THE SECURITIES   REPRESENTED BY THIS CERTIFICATE AND THE SECURITIES ISSUABLE UPON

CONVERSION   HEREOF HAVE NOT BEEN REGISTERED UNDER THE SECURITIES ACT OF 1933, AS

AMENDED.   THE SECURITIES   HAVE BEEN ACQUIRED FOR INVESTMENT AND MAY NOT BE SOLD,

TRANSFERRED   OR ASSIGNED IN THE ABSENCE OF AN EFFECTIVE   REGISTRATION   STATEMENT

FOR THE SECURITIES   UNDER THE SECURITIES ACT OF 1933, AS AMENDED,   OR AN OPINION

OF COUNSEL IN FORM,   SUBSTANCE AND SCOPE   REASONABLY   ACCEPTABLE TO THE BORROWER

THAT REGISTRATION IS NOT REQUIRED UNDER SAID ACT OR UNLESS SOLD PURSUANT TO RULE

144 UNDER SAID ACT. ANY SUCH SALE,   ASSIGNMENT OR TRANSFER MUST ALSO COMPLY WITH

APPLICABLE STATE SECURITIES LAWS.

 

                            SECURED CONVERTIBLE NOTE

                                  (No. CTS-05-07)

 

March 8, 2005                                                         $390,000.00

 

 

FOR VALUE RECEIVED, NCT GROUP, INC., a Delaware corporation   (hereinafter called

the   "Borrower")   hereby   promises   to pay to the   order of   Carole   Salkind   or

registered   assigns (the   "Holder")   the sum of Three   Hundred   Ninety   Thousand

Dollars and No Cents   ($390,000.00) on September 8, 2005, and to pay interest on

the   unpaid   principal   balance   hereof at eight   percent   (8%) per   annum   (the

"Ordinary Interest Rate") from the date hereof (the "Issue Date") until the same

becomes due and payable,   whether at maturity or upon acceleration or otherwise.

Any amount of   principal   of or interest on this Note which is not paid when due

shall bear interest at the rate of five percent (5%) above the Ordinary Interest

Rate (the "Default   Interest   Rate") from the due date thereof until the same is

paid.   Interest shall commence accruing on the Issue Date and, to the extent not

converted   in   accordance   with the   provisions   of Article   II below,   shall be

payable in arrears on the date the   principal   amount in respect of which it has

accrued is paid,   whether at maturity or upon   acceleration   or by prepayment or

otherwise.   All payments of principal   and interest (to the extent not converted

in accordance with the terms hereof) shall be made in lawful money of the United

States of   America.   All   payments   shall be made at such   address as the Holder

shall   hereafter give to the Borrower by written notice made in accordance   with

the provisions of this Note.

 

The following terms shall apply to this Note:

 

                                    ARTICLE I

 

                                  NO PREPAYMENT

 

     1.1   PREPAYMENT.   This   Note is not   subject   to   prepayment.   This Note is

subject to optional conversion in accordance with Section 2.7 below.

━━━

§ REQUIRED ACTION 1:
Answer these questions about the secured convertible note:
(a) What corporation is the Borrower?
(b) What is the Ordinary Interest Rate?
(c) Is the Note subject to prepayment?
The data records that follow have no connection to the secured convertible note above.

(Stored data records)
━━━

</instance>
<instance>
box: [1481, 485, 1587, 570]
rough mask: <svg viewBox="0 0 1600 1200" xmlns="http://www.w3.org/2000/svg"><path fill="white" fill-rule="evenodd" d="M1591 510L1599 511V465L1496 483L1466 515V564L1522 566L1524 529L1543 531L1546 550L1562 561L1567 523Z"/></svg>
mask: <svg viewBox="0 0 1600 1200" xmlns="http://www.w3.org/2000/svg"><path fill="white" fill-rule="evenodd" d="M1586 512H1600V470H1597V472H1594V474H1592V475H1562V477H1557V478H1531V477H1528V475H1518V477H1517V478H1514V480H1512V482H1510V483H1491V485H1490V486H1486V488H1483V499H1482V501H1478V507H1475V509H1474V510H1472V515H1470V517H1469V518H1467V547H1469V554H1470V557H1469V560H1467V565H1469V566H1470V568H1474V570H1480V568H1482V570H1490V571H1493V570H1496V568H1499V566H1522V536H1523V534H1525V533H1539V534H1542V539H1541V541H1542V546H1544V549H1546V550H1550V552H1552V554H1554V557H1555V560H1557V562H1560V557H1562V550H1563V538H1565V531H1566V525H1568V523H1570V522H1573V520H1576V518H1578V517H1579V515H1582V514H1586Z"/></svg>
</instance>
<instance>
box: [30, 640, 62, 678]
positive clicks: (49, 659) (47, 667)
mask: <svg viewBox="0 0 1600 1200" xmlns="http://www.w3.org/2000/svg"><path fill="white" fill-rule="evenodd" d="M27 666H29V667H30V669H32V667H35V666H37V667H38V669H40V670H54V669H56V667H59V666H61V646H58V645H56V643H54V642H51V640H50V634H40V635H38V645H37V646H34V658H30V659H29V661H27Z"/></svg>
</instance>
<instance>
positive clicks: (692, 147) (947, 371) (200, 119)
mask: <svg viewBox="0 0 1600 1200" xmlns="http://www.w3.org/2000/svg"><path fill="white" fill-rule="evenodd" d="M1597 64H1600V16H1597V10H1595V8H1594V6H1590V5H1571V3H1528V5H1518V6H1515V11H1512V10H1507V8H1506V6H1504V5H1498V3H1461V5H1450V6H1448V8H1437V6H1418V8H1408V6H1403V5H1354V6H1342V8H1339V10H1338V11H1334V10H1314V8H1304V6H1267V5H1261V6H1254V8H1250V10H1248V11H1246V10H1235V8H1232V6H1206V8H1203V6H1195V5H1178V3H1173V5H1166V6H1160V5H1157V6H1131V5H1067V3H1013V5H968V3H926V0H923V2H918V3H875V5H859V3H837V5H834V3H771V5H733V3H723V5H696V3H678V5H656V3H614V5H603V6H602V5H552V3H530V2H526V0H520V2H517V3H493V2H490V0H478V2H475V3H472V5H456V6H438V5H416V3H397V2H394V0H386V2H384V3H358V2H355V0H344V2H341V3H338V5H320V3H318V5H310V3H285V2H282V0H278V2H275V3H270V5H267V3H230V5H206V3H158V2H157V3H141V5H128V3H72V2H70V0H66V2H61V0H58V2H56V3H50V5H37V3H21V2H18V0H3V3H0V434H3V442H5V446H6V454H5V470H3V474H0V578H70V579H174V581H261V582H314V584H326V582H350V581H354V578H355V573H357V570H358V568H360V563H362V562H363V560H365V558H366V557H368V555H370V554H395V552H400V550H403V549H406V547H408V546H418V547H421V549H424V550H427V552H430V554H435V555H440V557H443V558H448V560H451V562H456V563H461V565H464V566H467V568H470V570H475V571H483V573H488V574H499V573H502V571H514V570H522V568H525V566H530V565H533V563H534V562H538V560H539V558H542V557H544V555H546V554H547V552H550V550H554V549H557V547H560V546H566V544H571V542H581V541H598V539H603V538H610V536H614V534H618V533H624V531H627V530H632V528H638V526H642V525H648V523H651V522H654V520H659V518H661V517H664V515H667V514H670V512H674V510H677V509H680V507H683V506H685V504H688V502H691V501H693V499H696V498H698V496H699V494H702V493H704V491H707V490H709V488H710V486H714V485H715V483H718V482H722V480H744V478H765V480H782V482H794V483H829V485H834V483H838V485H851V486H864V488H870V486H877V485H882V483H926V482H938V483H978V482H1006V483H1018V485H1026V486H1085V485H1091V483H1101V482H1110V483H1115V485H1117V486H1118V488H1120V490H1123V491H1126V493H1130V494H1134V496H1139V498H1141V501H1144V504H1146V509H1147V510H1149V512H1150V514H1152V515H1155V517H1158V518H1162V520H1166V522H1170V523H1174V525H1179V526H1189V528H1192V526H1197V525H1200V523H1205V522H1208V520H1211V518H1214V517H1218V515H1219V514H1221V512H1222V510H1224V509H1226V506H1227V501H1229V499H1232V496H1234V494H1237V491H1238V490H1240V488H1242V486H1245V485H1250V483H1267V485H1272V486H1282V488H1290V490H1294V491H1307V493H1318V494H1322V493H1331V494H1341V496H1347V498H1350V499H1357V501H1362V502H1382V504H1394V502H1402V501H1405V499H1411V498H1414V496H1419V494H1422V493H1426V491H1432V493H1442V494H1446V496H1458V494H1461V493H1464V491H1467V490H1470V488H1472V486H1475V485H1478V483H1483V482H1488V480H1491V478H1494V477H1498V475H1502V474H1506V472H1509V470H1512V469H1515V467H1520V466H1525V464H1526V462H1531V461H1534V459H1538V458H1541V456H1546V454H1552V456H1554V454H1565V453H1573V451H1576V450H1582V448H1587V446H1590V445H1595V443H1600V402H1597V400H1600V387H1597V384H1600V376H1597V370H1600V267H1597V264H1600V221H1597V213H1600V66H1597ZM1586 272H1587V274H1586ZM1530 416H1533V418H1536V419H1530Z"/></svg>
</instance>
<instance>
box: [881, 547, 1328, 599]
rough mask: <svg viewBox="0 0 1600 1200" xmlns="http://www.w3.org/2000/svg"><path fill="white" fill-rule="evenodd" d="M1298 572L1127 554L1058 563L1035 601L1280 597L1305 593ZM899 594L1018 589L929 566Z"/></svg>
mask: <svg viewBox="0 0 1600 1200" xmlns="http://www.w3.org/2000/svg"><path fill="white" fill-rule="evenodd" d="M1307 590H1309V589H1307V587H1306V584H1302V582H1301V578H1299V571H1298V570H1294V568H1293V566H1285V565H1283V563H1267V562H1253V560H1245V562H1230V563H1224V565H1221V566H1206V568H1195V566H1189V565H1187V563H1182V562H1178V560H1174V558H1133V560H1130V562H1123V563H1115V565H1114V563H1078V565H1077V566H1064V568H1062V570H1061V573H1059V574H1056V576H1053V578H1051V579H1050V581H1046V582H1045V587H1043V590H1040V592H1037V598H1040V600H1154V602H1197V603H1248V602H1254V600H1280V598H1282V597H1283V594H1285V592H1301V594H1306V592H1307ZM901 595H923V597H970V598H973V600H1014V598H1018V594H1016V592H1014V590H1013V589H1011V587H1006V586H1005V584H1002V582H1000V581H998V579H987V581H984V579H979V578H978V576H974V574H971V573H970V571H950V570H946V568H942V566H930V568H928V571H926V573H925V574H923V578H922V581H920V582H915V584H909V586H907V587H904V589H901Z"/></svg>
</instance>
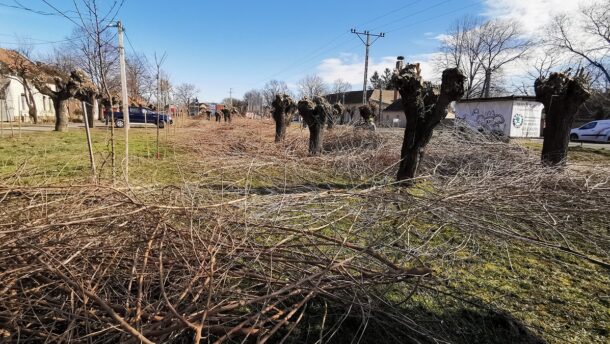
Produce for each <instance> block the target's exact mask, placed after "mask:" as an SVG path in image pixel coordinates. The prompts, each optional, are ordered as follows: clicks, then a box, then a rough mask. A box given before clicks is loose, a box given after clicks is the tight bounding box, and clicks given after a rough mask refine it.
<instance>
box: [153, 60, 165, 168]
mask: <svg viewBox="0 0 610 344" xmlns="http://www.w3.org/2000/svg"><path fill="white" fill-rule="evenodd" d="M166 57H167V54H166V53H163V55H162V56H161V58H160V59H157V53H155V65H156V66H157V159H160V158H161V155H160V151H159V117H160V116H159V115H160V109H161V65H162V64H163V62H164V61H165V58H166Z"/></svg>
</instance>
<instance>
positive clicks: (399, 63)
mask: <svg viewBox="0 0 610 344" xmlns="http://www.w3.org/2000/svg"><path fill="white" fill-rule="evenodd" d="M404 65H405V57H404V56H398V57H397V58H396V71H395V73H397V74H398V73H400V71H401V70H402V68H403V67H404ZM397 100H398V90H394V101H397Z"/></svg>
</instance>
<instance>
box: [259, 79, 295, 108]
mask: <svg viewBox="0 0 610 344" xmlns="http://www.w3.org/2000/svg"><path fill="white" fill-rule="evenodd" d="M262 94H263V98H264V99H265V105H266V106H272V105H271V104H272V103H273V100H275V96H276V95H278V94H290V92H289V91H288V85H286V83H285V82H284V81H279V80H271V81H269V82H267V83H266V84H265V87H263V90H262Z"/></svg>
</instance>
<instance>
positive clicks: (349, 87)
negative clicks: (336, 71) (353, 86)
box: [332, 79, 352, 93]
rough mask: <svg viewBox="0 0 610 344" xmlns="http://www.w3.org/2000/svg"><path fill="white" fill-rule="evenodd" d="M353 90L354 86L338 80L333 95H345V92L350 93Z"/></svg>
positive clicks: (340, 80)
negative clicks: (335, 93)
mask: <svg viewBox="0 0 610 344" xmlns="http://www.w3.org/2000/svg"><path fill="white" fill-rule="evenodd" d="M351 90H352V84H350V83H349V82H347V81H345V80H343V79H337V80H335V81H333V85H332V92H333V93H345V92H349V91H351Z"/></svg>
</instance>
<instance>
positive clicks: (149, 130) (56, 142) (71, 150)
mask: <svg viewBox="0 0 610 344" xmlns="http://www.w3.org/2000/svg"><path fill="white" fill-rule="evenodd" d="M170 133H171V132H170ZM169 135H170V136H169V140H168V141H166V139H165V133H164V132H163V131H161V136H160V142H161V144H160V153H161V159H156V130H155V129H154V128H152V129H148V128H147V129H144V128H133V129H131V130H130V144H129V151H130V164H129V168H130V173H129V174H130V182H131V183H132V184H135V185H150V184H172V183H178V182H180V181H181V180H182V178H183V176H182V175H181V174H180V171H179V169H178V165H179V163H180V161H182V160H183V159H186V158H187V155H188V154H187V152H186V150H185V149H183V148H180V147H178V146H177V145H174V144H173V143H172V136H171V135H172V134H169ZM15 136H16V137H14V138H11V137H9V136H8V135H7V133H6V132H5V133H4V137H2V138H1V139H0V177H1V178H2V179H3V180H4V181H5V182H6V181H13V182H16V183H19V184H22V185H42V184H44V185H49V184H77V183H86V182H88V181H90V180H91V179H90V176H91V170H90V163H89V153H88V148H87V141H86V136H85V132H84V130H80V129H74V130H70V131H68V132H63V133H58V132H23V133H22V134H21V137H18V136H17V135H15ZM115 141H116V146H115V152H116V169H115V173H116V175H117V180H124V173H123V170H124V168H123V166H124V164H123V159H124V157H125V141H124V132H123V130H116V139H115ZM92 143H93V152H94V158H95V163H96V167H97V177H98V180H99V181H102V182H111V180H112V162H111V161H112V160H111V145H110V132H109V131H107V130H106V129H102V128H96V129H94V130H92Z"/></svg>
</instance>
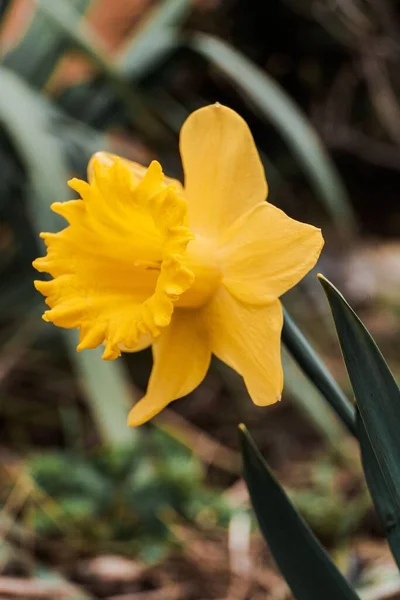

━━━

§ REQUIRED ACTION 2:
Lay out the data records as a JSON list of strings, one string per line with blank lines left out, taking everything from the first line of the records down to and including the line that contains "510L1599 511V465L1496 483L1466".

§ FINAL ANSWER 1:
(a) NCT Group, Inc., a Delaware corporation
(b) Eight percent (8%) per annum
(c) No, it is not subject to prepayment.

§ FINAL ANSWER 2:
[
  "</instance>",
  "<instance>",
  "box: [1481, 485, 1587, 570]",
  "rough mask: <svg viewBox=\"0 0 1600 1200\" xmlns=\"http://www.w3.org/2000/svg\"><path fill=\"white\" fill-rule=\"evenodd\" d=\"M1591 510L1599 511V465L1496 483L1466 515V564L1522 566L1524 529L1543 531L1546 550L1562 561L1567 523Z\"/></svg>"
]